(Brief):
Output an exact reproduction of the data.

(Listing):
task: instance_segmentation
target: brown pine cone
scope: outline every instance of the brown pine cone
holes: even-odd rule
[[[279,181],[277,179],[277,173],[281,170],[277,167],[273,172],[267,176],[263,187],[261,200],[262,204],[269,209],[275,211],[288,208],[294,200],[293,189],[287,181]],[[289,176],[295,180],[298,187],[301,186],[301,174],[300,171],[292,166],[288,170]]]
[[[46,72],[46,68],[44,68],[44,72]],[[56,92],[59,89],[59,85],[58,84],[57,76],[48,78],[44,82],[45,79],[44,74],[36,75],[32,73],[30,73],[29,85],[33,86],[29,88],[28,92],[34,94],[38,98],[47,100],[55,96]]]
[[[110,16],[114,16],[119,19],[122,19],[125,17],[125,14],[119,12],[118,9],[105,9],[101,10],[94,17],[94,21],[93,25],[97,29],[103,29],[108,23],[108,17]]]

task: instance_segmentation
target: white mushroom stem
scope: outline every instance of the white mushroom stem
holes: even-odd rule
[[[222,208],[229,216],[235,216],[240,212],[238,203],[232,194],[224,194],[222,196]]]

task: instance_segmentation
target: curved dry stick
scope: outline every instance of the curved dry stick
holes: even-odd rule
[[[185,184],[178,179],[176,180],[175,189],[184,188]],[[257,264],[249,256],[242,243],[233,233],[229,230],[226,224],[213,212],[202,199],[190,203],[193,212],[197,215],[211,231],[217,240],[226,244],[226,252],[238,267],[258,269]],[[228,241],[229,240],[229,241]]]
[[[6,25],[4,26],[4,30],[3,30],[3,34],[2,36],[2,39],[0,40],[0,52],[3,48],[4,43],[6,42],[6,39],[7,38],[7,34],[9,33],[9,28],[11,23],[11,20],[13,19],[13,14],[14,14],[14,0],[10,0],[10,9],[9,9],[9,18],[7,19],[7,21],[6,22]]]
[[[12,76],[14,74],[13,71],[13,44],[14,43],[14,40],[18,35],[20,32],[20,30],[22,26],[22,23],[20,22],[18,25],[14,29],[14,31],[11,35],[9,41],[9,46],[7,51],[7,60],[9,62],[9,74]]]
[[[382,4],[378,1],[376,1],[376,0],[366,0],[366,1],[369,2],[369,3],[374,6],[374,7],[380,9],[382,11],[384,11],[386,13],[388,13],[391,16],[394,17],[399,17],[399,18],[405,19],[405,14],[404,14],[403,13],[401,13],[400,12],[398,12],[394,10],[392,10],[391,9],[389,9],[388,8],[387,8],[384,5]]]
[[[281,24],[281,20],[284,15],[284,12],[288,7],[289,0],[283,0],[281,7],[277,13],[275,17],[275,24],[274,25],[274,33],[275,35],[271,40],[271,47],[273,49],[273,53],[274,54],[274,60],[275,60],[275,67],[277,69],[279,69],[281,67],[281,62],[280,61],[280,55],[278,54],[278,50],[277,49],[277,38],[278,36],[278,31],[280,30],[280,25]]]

(Result of the exercise):
task: instance_segmentation
target: brown pine cone
scope: outline every instance of the brown pine cone
holes: even-odd rule
[[[279,181],[277,179],[277,173],[281,170],[277,167],[273,172],[267,176],[263,187],[261,200],[262,204],[269,209],[275,211],[288,208],[294,200],[293,189],[287,181]],[[289,176],[295,180],[298,187],[301,186],[301,174],[300,171],[292,166],[288,170]]]
[[[46,72],[46,68],[44,68],[44,72]],[[56,92],[59,89],[59,85],[58,84],[57,76],[48,78],[44,82],[45,79],[44,74],[36,75],[32,73],[30,73],[29,85],[33,86],[29,88],[28,92],[34,94],[38,98],[47,100],[55,96]]]
[[[110,16],[114,16],[119,19],[122,19],[125,17],[125,14],[119,12],[118,9],[105,9],[101,10],[94,17],[94,21],[93,25],[97,29],[103,29],[108,23],[108,17]]]

task: instance_segmentation
target: white mushroom stem
scope: outline every instance of the white mushroom stem
holes: even-odd rule
[[[222,208],[229,216],[235,216],[240,212],[238,203],[232,194],[224,194],[222,196]]]

task: instance_segmentation
target: curved dry stick
scope: outline every instance of the curved dry stick
holes: even-odd rule
[[[185,184],[178,179],[176,180],[175,189],[184,188]],[[257,264],[249,256],[242,243],[233,233],[229,230],[226,224],[213,212],[202,199],[190,203],[193,212],[197,215],[211,231],[217,240],[226,244],[226,252],[238,267],[258,269]],[[228,241],[229,240],[229,241]]]
[[[6,25],[4,26],[4,30],[3,30],[3,34],[2,36],[2,39],[0,40],[0,52],[3,48],[4,43],[6,42],[6,39],[7,38],[7,34],[9,33],[9,28],[11,23],[11,20],[13,19],[13,14],[14,14],[14,0],[10,0],[10,9],[9,9],[9,18],[7,19],[7,21],[6,22]]]
[[[12,76],[14,74],[13,71],[13,44],[14,43],[14,40],[18,35],[20,32],[20,30],[22,26],[22,23],[20,22],[18,25],[14,29],[14,31],[11,35],[9,41],[9,46],[7,51],[7,60],[9,62],[9,74]]]
[[[382,4],[378,1],[376,1],[376,0],[366,0],[366,1],[369,2],[369,3],[374,6],[374,7],[380,9],[382,11],[384,11],[386,13],[388,13],[391,16],[394,17],[399,17],[399,18],[405,19],[405,14],[404,14],[403,13],[401,13],[400,12],[398,12],[394,10],[392,10],[391,9],[389,9],[388,8],[387,8],[384,5]]]
[[[281,24],[281,20],[284,15],[284,12],[288,7],[289,0],[283,0],[281,7],[277,13],[275,17],[275,24],[274,25],[274,33],[275,35],[271,40],[271,47],[273,49],[273,53],[274,54],[274,60],[275,60],[275,67],[277,69],[279,69],[281,67],[281,62],[280,61],[280,55],[278,54],[278,50],[277,49],[277,38],[278,36],[278,31],[280,30],[280,25]]]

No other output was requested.